** Opening DATA block **

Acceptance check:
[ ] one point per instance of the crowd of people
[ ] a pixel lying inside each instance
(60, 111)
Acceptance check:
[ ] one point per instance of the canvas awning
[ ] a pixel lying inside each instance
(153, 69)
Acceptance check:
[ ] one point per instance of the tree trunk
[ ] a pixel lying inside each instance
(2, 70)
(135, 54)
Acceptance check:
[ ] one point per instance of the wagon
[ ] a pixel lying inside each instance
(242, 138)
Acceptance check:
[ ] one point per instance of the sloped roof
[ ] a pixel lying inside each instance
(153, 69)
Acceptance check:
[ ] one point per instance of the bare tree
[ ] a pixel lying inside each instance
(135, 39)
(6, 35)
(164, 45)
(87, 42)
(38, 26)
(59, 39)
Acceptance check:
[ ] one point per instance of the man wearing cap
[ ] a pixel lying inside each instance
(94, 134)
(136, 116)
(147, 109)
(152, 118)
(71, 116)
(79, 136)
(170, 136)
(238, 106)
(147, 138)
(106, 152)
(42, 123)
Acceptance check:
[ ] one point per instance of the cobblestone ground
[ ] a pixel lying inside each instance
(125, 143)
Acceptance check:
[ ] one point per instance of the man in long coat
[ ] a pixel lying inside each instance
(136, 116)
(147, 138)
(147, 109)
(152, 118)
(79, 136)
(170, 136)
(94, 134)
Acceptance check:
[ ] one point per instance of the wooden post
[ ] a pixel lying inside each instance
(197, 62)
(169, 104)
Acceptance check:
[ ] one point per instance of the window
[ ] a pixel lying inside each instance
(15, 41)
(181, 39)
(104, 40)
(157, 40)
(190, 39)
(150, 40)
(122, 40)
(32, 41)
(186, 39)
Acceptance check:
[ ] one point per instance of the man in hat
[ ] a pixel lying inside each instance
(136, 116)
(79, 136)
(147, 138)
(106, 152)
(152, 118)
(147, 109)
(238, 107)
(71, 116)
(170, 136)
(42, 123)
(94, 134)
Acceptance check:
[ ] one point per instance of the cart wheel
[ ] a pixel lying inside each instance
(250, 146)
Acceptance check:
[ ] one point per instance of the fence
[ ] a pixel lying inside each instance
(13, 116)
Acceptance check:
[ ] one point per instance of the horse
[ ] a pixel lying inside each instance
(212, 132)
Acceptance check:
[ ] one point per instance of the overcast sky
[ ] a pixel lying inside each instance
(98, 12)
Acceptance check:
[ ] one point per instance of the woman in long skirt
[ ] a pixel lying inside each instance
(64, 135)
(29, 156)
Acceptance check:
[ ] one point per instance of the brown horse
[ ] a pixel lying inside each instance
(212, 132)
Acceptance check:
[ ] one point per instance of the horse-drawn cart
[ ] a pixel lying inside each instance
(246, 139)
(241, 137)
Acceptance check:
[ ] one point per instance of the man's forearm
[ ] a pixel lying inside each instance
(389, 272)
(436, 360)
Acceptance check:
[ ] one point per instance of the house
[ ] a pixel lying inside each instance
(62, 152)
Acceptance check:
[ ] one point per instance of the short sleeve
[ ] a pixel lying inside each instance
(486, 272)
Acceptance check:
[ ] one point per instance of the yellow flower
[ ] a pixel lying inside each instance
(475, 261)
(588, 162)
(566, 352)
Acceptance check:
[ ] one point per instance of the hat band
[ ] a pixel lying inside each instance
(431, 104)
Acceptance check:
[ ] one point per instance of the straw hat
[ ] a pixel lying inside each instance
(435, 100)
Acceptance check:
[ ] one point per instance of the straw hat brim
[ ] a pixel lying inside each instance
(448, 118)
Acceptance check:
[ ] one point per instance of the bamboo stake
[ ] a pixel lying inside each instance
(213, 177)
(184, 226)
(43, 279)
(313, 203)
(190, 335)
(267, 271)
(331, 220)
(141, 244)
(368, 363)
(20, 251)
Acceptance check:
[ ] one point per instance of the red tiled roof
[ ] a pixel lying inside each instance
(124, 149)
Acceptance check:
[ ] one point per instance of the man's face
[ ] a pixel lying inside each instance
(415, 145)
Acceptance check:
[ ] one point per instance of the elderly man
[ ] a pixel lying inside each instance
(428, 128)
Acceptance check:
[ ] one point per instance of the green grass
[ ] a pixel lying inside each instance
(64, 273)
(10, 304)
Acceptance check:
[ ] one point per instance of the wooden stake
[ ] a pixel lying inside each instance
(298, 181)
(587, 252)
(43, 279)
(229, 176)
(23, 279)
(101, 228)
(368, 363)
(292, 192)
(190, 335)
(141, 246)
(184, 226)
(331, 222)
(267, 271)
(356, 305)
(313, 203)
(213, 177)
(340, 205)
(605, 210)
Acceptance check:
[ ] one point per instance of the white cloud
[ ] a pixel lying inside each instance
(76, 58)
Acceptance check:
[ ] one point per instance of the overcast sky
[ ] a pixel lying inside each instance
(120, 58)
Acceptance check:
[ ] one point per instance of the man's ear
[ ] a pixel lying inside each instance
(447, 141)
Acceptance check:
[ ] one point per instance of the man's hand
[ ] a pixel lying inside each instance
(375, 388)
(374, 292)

** Closing DATA block **
** Opening DATA block **

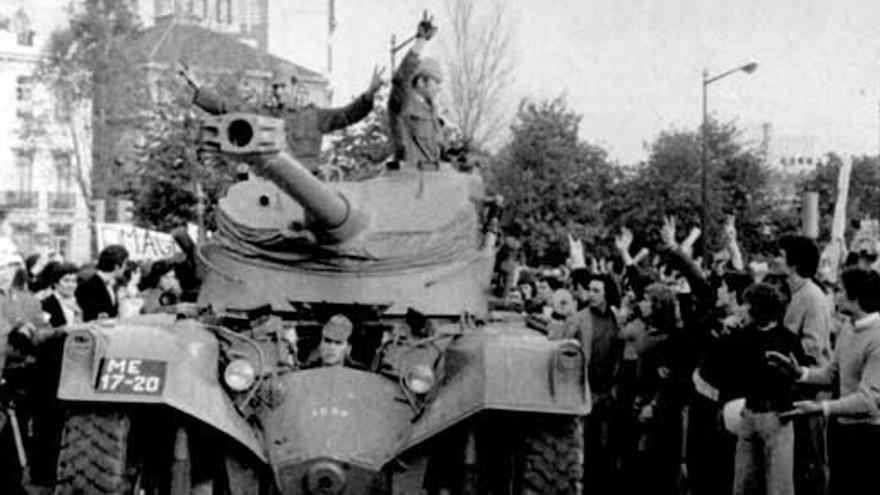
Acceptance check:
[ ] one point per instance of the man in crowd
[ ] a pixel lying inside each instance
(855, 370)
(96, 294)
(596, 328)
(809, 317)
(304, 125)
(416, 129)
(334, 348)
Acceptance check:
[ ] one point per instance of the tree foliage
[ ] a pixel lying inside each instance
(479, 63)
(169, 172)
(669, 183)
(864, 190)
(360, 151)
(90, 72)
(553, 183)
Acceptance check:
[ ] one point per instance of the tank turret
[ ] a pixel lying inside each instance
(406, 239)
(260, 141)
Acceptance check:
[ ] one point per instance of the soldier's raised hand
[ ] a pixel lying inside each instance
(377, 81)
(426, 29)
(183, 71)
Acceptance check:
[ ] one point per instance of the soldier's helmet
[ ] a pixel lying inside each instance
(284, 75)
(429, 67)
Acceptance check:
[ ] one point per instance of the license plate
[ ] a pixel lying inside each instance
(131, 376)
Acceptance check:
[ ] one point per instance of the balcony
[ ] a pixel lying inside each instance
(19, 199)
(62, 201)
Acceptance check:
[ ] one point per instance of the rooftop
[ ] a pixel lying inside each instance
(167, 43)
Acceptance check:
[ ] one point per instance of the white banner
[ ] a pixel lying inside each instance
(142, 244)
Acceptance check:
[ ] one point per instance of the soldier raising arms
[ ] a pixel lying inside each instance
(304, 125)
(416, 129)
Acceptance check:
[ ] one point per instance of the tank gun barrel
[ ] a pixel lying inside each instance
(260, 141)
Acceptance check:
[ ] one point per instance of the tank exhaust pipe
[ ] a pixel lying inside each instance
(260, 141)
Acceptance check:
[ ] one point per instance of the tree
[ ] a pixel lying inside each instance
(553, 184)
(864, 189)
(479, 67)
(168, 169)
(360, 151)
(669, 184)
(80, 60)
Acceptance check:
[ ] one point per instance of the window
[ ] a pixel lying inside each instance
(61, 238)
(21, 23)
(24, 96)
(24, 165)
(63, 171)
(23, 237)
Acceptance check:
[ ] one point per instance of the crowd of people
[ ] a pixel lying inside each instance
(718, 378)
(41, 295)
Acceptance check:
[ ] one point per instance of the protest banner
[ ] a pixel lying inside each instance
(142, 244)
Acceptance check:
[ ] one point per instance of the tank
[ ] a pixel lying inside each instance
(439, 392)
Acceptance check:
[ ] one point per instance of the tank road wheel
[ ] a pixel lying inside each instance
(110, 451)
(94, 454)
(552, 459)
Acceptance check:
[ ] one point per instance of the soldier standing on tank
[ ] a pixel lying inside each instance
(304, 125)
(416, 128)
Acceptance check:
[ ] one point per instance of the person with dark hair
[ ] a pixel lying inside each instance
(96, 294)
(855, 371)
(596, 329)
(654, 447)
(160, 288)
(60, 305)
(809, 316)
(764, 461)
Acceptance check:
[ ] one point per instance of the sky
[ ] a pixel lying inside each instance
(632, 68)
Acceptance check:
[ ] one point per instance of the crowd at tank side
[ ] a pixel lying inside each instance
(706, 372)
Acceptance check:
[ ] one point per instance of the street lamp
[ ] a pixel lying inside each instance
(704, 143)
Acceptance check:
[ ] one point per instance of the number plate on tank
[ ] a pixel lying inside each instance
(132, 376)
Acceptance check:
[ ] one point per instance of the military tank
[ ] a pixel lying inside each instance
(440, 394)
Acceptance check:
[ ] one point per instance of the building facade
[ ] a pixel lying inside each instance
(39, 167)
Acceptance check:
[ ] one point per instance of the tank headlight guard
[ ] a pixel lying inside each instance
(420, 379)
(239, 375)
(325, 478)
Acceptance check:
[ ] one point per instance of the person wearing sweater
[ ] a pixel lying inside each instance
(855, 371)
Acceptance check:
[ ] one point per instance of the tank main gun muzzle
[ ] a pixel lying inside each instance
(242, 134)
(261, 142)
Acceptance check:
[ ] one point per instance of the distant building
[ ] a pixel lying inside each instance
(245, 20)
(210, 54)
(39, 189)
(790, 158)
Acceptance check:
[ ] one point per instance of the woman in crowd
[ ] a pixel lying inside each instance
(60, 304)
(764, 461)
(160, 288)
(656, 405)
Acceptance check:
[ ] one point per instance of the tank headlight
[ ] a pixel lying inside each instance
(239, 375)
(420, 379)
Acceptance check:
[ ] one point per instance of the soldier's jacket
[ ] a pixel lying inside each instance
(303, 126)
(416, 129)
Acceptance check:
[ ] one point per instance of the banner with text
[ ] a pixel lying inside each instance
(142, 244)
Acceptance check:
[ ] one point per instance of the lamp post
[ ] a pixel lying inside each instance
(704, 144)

** Closing DATA block **

- _EXERCISE AIM_
Would you please filter the lines above and copy every one that includes "stake"?

- _RESPONSE TO THIS EXERCISE_
[ ] one point per instance of the bamboo stake
[ ] one point per instance of the wooden stake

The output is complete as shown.